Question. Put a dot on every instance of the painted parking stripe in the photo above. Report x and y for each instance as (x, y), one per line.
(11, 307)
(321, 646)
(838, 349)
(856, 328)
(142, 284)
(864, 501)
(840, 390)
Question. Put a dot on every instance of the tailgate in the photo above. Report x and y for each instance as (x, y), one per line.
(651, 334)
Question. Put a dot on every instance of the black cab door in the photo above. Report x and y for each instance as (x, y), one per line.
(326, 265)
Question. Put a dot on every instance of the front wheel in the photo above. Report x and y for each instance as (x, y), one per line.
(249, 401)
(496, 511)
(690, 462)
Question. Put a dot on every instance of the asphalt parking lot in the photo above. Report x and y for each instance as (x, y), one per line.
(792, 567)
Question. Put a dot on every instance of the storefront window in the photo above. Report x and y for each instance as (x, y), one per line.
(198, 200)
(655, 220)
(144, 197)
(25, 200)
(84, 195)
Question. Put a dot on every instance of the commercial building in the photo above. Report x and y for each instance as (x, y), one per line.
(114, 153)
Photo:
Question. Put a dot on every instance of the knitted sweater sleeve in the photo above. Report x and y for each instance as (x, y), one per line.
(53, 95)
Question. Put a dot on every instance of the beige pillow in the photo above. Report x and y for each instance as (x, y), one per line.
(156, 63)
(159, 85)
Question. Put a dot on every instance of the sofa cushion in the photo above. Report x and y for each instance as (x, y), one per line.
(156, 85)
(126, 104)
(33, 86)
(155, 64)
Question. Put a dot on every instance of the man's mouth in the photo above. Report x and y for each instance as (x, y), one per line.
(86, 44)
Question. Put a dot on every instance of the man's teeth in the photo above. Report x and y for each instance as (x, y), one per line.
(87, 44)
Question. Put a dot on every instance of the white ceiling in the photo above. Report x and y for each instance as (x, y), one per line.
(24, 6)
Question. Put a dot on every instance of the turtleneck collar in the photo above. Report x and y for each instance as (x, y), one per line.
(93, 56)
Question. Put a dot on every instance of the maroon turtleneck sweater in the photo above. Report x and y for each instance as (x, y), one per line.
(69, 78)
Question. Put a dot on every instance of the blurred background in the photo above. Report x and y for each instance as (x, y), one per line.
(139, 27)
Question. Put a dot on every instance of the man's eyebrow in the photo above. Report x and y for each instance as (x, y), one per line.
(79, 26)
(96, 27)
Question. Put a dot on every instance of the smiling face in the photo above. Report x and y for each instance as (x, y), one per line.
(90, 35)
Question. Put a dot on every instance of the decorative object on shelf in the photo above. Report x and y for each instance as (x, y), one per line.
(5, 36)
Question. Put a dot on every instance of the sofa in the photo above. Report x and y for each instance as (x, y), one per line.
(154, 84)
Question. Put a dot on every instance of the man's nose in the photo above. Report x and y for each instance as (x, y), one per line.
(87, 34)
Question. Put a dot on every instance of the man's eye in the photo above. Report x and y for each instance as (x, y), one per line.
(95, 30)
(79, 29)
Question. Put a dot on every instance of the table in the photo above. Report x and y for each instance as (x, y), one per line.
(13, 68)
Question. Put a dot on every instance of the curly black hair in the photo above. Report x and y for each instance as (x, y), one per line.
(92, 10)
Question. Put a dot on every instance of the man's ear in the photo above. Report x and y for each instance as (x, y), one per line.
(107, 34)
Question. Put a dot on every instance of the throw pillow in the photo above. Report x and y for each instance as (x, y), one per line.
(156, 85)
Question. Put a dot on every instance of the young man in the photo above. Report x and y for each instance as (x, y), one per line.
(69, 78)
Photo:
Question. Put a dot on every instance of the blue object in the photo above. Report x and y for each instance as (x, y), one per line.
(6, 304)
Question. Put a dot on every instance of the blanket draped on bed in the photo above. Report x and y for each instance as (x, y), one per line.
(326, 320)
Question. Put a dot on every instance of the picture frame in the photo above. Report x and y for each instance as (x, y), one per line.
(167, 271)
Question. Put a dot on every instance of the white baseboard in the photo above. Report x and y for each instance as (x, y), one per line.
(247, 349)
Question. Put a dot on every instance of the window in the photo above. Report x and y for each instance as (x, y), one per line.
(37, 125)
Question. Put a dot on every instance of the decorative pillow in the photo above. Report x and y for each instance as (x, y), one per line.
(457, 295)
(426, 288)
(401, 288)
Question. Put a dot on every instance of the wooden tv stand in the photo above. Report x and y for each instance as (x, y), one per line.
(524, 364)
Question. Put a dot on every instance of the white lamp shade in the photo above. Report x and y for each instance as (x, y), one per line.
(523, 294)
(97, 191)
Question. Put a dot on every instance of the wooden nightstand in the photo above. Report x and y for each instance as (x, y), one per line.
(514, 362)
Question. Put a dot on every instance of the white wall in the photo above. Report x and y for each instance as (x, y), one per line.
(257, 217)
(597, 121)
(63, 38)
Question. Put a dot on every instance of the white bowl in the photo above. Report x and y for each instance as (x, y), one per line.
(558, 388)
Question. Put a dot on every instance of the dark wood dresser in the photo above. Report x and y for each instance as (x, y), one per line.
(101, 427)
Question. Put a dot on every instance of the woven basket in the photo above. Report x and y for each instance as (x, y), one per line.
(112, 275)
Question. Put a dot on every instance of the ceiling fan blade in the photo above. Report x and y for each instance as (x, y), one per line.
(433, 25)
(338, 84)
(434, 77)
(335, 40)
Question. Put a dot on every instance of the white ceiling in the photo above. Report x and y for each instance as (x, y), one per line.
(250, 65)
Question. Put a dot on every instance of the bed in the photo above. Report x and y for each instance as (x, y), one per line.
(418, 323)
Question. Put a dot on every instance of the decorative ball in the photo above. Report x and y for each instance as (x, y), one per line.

DIRECTIONS: From the line containing "Question. Put a dot on every instance of the dark" to the last line of the material, please quote every line exactly and only those.

THE OUTPUT:
Question. Put a dot on every instance of the dark wood dresser in the photo above. Report x and y for each instance as (x, y), one per line.
(101, 427)
Question. Put a dot on every instance of the woven basket in the photo above. Report x and y for each instance as (x, y), one per line.
(112, 275)
Question. Put a dot on every instance of the ceiling fan blade in the photo above. Report x and y for each instance as (x, y), one per line.
(433, 25)
(338, 84)
(434, 77)
(335, 40)
Question. Put a dot on every instance of the white ceiling in the photo above. Report x and y for each instance as (x, y), one per line.
(250, 65)
Question. Put a dot on every instance of the bed in the photo above. Report x and y for each instance as (x, y), one per line.
(418, 323)
Question. Put a dot on every instance of the decorative ball in the photo above. Report x and y for each instance as (x, y), one per line.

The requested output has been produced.